• Instructions for the task: Repeat the full listing, word for word.

▼▼▼

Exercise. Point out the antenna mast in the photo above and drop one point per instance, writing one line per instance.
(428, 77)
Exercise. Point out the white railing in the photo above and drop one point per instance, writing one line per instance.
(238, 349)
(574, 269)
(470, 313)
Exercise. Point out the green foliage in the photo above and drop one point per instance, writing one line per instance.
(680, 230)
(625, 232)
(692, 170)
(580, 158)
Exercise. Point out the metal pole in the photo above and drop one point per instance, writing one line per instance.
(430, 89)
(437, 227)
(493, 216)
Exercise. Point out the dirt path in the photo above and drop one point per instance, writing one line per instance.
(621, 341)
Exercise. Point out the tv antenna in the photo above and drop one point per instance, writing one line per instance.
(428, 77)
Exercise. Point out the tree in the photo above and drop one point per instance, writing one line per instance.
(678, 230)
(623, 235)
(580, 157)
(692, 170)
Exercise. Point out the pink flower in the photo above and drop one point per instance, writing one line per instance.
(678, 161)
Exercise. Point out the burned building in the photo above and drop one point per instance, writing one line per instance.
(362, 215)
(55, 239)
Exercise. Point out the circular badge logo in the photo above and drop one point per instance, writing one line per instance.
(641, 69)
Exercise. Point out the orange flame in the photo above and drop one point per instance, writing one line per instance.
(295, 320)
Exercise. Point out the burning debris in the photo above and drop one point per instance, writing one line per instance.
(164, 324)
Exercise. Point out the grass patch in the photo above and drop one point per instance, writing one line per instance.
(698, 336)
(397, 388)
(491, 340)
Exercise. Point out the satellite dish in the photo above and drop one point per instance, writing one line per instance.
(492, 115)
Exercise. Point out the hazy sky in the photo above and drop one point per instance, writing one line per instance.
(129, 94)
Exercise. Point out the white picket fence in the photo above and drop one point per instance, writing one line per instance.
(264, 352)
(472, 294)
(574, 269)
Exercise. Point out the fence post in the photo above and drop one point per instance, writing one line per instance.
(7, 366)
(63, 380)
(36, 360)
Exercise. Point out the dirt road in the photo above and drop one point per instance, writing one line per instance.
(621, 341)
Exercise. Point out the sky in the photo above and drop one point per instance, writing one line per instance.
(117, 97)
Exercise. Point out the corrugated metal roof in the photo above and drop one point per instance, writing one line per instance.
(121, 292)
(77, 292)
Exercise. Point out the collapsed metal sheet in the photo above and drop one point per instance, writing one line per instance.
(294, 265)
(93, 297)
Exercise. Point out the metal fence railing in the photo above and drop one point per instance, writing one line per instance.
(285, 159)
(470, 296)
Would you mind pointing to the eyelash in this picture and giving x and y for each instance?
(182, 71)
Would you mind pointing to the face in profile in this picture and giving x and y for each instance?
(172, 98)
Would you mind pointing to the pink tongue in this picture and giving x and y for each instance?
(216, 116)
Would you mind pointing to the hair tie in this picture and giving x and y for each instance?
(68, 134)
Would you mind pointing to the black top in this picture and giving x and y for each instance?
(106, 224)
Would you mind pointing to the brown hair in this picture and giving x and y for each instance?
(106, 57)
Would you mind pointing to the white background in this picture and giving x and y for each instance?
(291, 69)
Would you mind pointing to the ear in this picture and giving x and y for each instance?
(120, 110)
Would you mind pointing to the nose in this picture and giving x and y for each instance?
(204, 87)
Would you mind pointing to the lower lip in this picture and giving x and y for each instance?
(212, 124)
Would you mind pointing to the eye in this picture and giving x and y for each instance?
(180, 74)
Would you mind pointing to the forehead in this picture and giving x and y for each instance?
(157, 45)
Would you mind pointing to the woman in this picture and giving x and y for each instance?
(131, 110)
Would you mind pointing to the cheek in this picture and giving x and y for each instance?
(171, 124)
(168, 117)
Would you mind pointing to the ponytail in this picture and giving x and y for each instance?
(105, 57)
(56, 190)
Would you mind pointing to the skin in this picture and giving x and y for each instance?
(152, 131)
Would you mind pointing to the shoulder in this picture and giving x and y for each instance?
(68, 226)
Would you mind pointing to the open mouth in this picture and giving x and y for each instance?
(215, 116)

▲▲▲

• Answer for this exercise:
Exercise. Point out the antenna mast in the photo above and drop one point per instance, writing one line per instance.
(428, 77)
Exercise. Point out the white railing in the photo above and drop one point per instance, writing one line per instance.
(238, 349)
(574, 269)
(470, 313)
Exercise. Point out the green foliage in the photo above and drop one point per instance, writing one line per instance.
(680, 230)
(625, 232)
(692, 170)
(580, 158)
Exercise. Point out the metal pole in the photo above and drop one point per instance, writing one line per instance.
(430, 89)
(437, 227)
(493, 216)
Exercise. Point out the dirt path in the photo above and drop one point per instance, writing one line per instance.
(621, 341)
Exercise. Point out the tv antenna in the photo above and drop one point per instance, writing one line per instance.
(428, 77)
Exercise. Point out the tree in the photo above and drop one point per instance, writing one line per instance.
(678, 230)
(623, 235)
(580, 157)
(692, 170)
Exercise. Point out the pink flower in the photo above and drop one point per instance, writing one line per instance.
(678, 161)
Exercise. Point out the burned building in the photo above and drop one point per instance, writing one line per instance.
(362, 215)
(55, 239)
Exercise. Point out the circular badge logo in the photo above and drop one point per instance, writing one line per instance.
(641, 69)
Exercise. Point out the orange flame in the photo above and drop one point per instance, writing one line per instance.
(295, 320)
Exercise. Point out the burning debris in the photo above and drop one point per instance, writing one line per instance.
(164, 324)
Exercise. Point out the grass patch in the photo above and drop one point per instance, writing one line per instance.
(698, 336)
(397, 388)
(491, 340)
Exercise. Point out the satellite dish in the photo above and drop one point per instance, writing one line per instance.
(492, 115)
Exercise. Point out the hazy sky in the photo above and drop one point per instance, writing one line per instance.
(129, 94)
Exercise. Point out the white picket fence in the photo above and drop one point per instance, writing one line per instance.
(264, 352)
(472, 294)
(574, 269)
Exercise. Point out the fence post in the photo above and drop one point per instance, writing one line per instance.
(7, 366)
(63, 380)
(36, 360)
Exercise. Point out the dirt road in the photo above and drop one point per instance, writing one line per instance.
(621, 341)
Exercise. Point out the sky in the photo above and drop one point per instance, writing one line per instance.
(117, 97)
Exercise. Point out the corrugated metal roof in the photo above and drop one point per instance, writing one line per instance.
(121, 292)
(77, 292)
Exercise. Point out the collapsed metal sheet in the photo above and drop one point per instance, writing one line per instance.
(294, 265)
(93, 297)
Exercise. Point out the metal fence railing in the photo above and drop one point per instance, writing one line per instance.
(285, 159)
(470, 296)
Would you mind pointing to the eyelash in this picture and giving x and y for each instance?
(182, 71)
Would you mind pointing to the face in profile in this picture and giving x and y for each instance?
(172, 98)
Would you mind pointing to the pink tongue in this picture and giving x and y for each instance?
(216, 116)
Would you mind pointing to the hair tie in this picture and giving x and y for each instance?
(68, 134)
Would you mind pointing to the black top in this picture and giving x and y for each instance?
(106, 224)
Would you mind pointing to the brown hair in this picture and giving x and y for each instance?
(106, 57)
Would you mind pointing to the white background in this picture and giving x and y for each instance?
(291, 69)
Would you mind pointing to the ear in this picture and giving x and y for each instance?
(120, 110)
Would you mind pointing to the nose in this picture and giving x and y for each instance?
(204, 87)
Would you mind pointing to the lower lip in this picture and giving x and y for each instance?
(212, 124)
Would you mind pointing to the eye in this picture and giving x and y for each instance?
(180, 74)
Would you mind pointing to the forehead in this picture and giving x and y for each instance?
(157, 45)
Would you mind pointing to the woman in this picture and giving x and y for each instance?
(131, 110)
Would you mind pointing to the cheek in this picture and giving x and y for each instance?
(171, 124)
(168, 117)
Would you mind pointing to the ponytail in this picture and giving x and y for each instance?
(105, 57)
(56, 190)
Would you mind pointing to the skin in this picture and giving x and y for each instance?
(152, 131)
Would you mind pointing to the shoulder in this picture and giving x and y for each instance?
(68, 226)
Would you mind pointing to the open mouth in this picture and giving x and y for each instance?
(215, 116)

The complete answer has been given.